■ DOCUMENT EXCERPT:

Aspects of the Policy that will attract infrastructure investors

In our view, infrastructure investors will be pleased with many of these initiatives. At the outset, the commitment to, and endorsement of, an improvement in infrastructure provides the policy certainty that was lacking.  

From a project economics perspective, the increase in the levy will make more projects viable as they are better able to compete with landfill. This should enable long-term waste supply contracts to be signed to underpin projects. Although grants do not alone make the difference in an investment decision, we expect that these funds will enable technology providers to trial and improve available technology and assist businesses with transitioning their practices and mindsets, all of which will support infrastructure decision making.  

One of the key barriers to investment in recycling infrastructure is the lack of a demand for the end product. The Victorian Government's commitment to stimulating demand for end markets is welcomed. To the extent the Government’s own procurement policies enable Government to commit to offtake recycled products (e.g. roads), this can make the difference between a project proceeding or not. The procurement commitments made in conjunction with the release of the Policy, (buoyed by similar efforts announced by the Federal Government on 3 March 2020 about steps it is taking to improve demand for recycled products), are a key step to overcoming this investment barrier.

■ TASK TO COMPLETE:
Write the next part of the passage on recycling infrastructure investment, starting after its final sentence. The listing that comes next has no connection to the passage on recycling infrastructure investment.

■ INFORMATION GIVEN:
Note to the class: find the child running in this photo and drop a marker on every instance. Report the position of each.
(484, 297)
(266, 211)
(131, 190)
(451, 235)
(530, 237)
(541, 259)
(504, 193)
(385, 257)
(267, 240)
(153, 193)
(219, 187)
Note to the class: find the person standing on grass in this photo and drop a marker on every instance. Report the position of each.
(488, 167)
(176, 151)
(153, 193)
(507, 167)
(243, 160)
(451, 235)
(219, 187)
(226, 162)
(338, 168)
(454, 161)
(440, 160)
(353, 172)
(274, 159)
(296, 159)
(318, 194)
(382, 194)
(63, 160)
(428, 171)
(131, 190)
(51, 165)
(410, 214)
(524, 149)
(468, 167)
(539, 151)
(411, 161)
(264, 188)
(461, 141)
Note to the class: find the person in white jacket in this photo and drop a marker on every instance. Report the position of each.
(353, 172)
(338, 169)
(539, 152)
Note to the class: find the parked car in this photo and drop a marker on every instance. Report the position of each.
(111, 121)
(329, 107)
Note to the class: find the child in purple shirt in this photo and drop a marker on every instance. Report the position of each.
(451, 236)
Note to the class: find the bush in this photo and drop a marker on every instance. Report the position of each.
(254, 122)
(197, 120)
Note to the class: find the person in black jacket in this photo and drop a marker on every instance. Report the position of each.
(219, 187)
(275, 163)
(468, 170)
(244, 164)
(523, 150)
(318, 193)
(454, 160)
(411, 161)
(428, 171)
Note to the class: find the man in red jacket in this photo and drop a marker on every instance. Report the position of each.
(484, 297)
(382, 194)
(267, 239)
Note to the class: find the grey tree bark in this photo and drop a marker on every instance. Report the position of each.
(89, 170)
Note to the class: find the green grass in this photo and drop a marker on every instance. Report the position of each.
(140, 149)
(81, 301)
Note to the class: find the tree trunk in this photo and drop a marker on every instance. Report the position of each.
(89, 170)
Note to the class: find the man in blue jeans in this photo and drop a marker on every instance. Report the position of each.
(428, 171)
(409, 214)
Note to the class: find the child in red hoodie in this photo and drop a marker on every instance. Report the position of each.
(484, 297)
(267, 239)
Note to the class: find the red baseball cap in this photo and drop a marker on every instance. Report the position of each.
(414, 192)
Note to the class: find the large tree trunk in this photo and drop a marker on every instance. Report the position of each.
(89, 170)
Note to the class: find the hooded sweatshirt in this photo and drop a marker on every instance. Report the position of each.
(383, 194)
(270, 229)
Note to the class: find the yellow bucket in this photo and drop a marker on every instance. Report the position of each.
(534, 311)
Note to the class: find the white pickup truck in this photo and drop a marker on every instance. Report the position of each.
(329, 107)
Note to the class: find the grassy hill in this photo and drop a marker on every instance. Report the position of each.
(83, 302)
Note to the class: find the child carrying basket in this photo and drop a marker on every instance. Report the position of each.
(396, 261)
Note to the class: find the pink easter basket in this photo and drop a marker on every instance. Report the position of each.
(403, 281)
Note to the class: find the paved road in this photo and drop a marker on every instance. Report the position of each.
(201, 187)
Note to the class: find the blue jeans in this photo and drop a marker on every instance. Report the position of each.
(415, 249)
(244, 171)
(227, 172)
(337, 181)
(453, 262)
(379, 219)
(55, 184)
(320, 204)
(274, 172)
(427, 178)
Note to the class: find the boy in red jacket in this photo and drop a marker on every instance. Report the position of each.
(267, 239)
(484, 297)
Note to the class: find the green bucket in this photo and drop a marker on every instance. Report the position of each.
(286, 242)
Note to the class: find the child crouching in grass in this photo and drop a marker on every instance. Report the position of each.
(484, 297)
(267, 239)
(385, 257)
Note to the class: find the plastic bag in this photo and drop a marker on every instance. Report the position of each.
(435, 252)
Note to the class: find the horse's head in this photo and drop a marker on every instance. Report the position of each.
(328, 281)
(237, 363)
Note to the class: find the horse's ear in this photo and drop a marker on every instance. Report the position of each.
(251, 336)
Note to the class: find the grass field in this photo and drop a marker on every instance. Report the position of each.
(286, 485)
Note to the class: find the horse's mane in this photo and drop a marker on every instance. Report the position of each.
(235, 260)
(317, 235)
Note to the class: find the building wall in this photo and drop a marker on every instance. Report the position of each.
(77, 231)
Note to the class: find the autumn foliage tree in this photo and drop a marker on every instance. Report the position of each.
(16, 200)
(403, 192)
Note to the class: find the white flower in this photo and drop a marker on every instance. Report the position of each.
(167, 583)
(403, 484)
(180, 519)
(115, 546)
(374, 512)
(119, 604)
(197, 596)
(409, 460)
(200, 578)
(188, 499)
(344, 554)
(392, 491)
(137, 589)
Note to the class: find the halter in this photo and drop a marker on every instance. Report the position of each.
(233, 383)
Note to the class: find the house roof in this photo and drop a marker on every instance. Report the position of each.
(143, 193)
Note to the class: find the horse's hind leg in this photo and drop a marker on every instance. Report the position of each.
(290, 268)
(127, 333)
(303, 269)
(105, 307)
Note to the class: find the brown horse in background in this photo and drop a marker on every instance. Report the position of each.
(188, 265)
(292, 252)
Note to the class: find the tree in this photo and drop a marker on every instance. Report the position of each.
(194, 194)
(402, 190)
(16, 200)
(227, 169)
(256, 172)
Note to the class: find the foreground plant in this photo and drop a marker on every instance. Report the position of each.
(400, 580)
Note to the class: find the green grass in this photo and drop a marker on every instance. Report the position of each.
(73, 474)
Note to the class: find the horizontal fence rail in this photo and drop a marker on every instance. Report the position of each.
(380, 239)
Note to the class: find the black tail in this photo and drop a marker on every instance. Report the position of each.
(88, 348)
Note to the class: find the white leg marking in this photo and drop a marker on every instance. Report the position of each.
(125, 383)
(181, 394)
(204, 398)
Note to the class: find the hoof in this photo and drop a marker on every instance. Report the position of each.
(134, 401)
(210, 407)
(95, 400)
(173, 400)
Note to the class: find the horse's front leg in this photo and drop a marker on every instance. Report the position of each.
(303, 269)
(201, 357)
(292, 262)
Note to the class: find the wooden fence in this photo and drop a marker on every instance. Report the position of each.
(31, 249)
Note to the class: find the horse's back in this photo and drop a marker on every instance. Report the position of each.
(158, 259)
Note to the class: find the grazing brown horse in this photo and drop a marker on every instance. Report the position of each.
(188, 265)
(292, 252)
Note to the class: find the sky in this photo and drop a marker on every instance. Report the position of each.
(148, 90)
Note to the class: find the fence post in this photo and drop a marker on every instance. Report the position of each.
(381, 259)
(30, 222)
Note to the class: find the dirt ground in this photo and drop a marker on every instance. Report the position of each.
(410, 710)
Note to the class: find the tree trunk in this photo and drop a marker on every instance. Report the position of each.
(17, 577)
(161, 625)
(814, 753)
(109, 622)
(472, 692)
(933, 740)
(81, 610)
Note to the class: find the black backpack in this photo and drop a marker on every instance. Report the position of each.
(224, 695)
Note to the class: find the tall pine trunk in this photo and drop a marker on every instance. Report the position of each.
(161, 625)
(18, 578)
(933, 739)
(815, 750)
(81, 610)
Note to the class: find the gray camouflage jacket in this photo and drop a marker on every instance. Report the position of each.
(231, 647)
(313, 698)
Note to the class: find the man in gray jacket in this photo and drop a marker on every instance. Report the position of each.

■ ANSWER TO THE PROBLEM:
The commitment to improved waste sorting at source will either be welcomed or not depending on the infrastructure in question. For example, food waste infrastructure will welcome the addition of a separate organics stream which will address, to some extent, one of the biggest issues for organics infrastructure, being waste stream contamination. On the other hand, source separation will reduce the volumes available to thermal waste to energy projects.  

Features of the Policy infrastructure investors need to know more about 

There are some actions detailed in the Policy that require further explanation.  

For example, the one million tonne per annum cap on waste that can be processed through a thermal waste to energy process needs further explanation. Does it mean that the projects that are already approved are “first in line” or will there be some form of ballot system employed? Will the Government’s recent experience with the impacts of a majority of the state’s recyclable waste going through one provider (i.e. SKM) cause it to put a cap on the percentage of the one million tonnes that any one facility can process? Further clarity on these aspects of the Policy will be well received.

Further information is required about the proposed Waste Management Authority (WMA) and what its purpose, jurisdiction and focus areas will be.  For example, will it address delays, complexity and risks associated with regulatory approval processes (i.e. planning, building, environmental works approval, scheduled premises, appeals, etc.)? The need to engage with multiple tiers of Government and stakeholders (ultimately increasing transaction costs) has been highlighted by investors as a barrier to investment.  On the other hand, will the WMA assist with improving sophistication at the local government level in large-scale procurement? (This is important in circumstances where the local government controls a large proportion of waste flows in the state.) Additionally, how will the regulation of waste as an essential service impact company operations and profitability, and what format will the broader legislative framework adopt?

Conclusion

The Policy is a welcome development. The devil, as always, will be in the detail and in the Government’s own adoption of the commitments set out in the Policy, in particular with respect to offtake of recycled products and speed of regulatory approval processes.